-------- Given records --------
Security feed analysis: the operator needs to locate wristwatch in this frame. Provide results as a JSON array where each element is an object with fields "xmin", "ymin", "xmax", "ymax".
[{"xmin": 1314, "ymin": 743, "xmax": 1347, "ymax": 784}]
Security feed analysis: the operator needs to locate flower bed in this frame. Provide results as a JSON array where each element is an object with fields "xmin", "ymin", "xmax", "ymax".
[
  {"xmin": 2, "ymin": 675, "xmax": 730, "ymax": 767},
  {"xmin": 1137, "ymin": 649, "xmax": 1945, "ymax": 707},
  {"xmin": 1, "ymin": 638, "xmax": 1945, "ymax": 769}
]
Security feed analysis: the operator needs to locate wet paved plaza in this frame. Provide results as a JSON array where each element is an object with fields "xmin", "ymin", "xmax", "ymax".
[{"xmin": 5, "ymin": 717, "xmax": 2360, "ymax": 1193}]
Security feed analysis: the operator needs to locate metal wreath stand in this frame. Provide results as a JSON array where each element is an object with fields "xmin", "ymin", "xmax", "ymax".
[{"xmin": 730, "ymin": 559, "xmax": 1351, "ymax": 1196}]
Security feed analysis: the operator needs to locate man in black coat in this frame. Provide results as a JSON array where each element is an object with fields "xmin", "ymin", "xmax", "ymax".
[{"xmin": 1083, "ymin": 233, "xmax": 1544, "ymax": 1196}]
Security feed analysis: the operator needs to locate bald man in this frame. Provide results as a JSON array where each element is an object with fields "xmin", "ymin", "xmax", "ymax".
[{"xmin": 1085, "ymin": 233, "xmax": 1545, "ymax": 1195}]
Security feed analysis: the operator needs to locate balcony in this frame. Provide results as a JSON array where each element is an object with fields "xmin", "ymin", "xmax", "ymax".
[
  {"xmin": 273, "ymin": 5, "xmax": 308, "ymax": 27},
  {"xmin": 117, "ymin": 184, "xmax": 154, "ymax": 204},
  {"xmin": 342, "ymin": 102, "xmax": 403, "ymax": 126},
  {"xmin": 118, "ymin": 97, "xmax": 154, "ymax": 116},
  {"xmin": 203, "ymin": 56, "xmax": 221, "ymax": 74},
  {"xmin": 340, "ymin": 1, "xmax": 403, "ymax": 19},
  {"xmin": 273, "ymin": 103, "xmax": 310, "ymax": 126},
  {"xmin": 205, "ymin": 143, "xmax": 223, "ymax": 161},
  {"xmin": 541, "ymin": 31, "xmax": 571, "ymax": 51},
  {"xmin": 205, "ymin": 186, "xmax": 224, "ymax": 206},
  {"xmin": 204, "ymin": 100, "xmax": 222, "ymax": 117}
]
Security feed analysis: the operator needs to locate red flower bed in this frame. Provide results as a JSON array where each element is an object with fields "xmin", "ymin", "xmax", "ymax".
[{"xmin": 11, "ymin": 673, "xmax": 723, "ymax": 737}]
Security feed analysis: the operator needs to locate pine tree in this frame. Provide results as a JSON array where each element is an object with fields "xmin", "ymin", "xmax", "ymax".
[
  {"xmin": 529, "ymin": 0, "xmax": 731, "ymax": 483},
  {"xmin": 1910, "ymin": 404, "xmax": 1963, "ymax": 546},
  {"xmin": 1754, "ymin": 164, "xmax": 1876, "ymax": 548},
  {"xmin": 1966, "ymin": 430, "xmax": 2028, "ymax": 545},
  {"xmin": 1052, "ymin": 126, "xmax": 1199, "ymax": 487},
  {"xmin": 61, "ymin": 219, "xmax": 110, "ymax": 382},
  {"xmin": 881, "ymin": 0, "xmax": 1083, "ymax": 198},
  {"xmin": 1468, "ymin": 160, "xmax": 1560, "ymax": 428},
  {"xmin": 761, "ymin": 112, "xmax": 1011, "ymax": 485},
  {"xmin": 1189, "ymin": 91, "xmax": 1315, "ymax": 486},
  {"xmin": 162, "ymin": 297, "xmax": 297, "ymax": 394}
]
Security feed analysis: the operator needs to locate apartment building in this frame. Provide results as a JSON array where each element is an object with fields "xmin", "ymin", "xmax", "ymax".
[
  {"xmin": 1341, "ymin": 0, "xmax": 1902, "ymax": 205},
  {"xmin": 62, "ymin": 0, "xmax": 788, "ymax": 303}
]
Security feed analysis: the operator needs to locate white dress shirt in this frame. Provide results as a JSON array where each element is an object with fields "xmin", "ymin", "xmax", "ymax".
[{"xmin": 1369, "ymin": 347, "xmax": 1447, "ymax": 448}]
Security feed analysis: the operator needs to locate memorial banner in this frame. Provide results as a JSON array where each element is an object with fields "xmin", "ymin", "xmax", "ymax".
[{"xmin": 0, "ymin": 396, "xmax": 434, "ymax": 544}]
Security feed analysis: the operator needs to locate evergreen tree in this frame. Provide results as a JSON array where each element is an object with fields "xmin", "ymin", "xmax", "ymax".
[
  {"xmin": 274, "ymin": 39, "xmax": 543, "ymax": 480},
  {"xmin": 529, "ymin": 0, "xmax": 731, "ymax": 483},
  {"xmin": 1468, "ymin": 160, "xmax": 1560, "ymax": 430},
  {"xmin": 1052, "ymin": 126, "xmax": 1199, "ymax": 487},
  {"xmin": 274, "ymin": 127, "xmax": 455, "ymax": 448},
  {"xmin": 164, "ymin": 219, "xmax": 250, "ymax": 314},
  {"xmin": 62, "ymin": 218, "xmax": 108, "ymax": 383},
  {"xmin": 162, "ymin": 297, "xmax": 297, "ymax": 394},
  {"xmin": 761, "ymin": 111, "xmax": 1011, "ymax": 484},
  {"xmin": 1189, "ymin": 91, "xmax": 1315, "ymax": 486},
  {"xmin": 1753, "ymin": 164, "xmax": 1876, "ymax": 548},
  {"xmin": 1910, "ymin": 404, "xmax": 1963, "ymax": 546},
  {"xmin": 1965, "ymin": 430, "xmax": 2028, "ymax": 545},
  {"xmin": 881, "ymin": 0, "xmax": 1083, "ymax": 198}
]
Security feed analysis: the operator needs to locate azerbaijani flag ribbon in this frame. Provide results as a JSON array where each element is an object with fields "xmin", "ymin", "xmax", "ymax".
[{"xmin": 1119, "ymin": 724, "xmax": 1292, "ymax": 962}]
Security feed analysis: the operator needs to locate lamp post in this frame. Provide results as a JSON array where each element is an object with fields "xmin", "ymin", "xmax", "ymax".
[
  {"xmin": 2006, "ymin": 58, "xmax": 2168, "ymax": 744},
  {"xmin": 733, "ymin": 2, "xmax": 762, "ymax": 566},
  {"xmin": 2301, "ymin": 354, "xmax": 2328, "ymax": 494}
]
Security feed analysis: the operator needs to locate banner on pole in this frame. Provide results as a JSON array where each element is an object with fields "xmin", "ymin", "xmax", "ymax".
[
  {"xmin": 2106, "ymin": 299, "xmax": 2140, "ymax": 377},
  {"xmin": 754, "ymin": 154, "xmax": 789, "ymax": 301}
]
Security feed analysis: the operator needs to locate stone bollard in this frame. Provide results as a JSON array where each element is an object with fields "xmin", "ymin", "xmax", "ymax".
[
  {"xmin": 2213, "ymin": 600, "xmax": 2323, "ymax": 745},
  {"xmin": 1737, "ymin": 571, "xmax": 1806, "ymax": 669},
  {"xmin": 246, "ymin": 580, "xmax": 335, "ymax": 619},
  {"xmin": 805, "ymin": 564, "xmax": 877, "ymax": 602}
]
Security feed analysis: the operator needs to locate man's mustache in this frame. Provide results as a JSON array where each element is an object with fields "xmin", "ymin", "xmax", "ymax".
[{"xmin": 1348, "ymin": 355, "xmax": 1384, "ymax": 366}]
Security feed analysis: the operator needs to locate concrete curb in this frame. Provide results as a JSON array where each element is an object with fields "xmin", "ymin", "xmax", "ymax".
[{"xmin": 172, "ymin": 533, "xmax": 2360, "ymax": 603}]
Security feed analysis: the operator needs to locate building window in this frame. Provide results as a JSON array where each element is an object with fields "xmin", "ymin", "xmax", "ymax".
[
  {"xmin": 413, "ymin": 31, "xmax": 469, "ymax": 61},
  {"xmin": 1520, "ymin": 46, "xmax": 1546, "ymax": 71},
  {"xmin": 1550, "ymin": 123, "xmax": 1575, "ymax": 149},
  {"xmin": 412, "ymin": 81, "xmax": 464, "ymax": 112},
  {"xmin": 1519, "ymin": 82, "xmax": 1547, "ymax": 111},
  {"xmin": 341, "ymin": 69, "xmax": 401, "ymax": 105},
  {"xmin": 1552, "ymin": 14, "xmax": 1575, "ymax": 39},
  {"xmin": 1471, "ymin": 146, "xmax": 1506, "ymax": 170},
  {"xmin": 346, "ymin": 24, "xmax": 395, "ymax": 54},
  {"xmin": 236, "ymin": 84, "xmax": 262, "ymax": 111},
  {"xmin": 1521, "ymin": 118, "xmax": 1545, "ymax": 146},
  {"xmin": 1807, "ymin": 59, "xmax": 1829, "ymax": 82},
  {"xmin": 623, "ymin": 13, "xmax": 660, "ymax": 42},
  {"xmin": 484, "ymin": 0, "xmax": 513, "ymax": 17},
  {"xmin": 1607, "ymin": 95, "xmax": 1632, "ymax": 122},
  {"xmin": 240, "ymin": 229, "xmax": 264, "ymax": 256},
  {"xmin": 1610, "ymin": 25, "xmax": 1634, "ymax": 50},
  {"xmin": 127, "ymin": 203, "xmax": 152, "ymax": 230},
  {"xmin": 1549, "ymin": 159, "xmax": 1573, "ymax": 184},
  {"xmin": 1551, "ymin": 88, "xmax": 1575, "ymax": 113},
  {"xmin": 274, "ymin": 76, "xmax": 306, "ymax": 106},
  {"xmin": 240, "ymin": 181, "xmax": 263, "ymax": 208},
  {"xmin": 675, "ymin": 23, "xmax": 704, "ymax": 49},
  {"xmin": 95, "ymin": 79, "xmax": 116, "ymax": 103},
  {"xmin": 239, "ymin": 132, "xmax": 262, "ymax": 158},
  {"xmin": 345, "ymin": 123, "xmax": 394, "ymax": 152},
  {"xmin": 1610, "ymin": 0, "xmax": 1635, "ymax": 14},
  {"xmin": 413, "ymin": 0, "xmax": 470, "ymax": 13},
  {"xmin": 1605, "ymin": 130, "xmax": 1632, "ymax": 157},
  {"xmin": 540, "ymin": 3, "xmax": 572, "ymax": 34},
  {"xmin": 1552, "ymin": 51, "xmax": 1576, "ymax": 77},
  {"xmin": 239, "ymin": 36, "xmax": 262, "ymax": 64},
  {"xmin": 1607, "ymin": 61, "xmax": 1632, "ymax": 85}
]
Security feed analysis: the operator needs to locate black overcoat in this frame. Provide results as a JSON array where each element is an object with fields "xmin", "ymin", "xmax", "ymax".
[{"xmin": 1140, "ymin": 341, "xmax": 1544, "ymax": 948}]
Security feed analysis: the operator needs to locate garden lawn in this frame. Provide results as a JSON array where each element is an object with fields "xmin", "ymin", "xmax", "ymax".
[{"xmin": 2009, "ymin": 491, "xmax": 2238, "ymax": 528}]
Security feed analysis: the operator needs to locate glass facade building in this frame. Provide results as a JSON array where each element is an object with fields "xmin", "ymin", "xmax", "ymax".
--------
- _What the exercise asks_
Starting at the line that holds "Security feed analysis: the operator needs to locate black", retype each line exactly through the end of the entries, both ends included.

- _Written response_
Security feed analysis: the operator needs to locate black overcoat in this frame. Provide results as a JSON array where each element is an object with fields "xmin", "ymin", "xmax", "ymax".
[{"xmin": 1140, "ymin": 341, "xmax": 1544, "ymax": 948}]
Security feed analysis: the operator needs to locate garden lawn in this frame. Provide results as a JSON array where each element is an object with fields "xmin", "ymin", "xmax", "ymax".
[{"xmin": 2009, "ymin": 491, "xmax": 2238, "ymax": 528}]
Security feed analysis: the operator needs to locate glass facade building in this frame. Provide results as a JSON array where each element is an object with fields "xmin", "ymin", "xmax", "ymax".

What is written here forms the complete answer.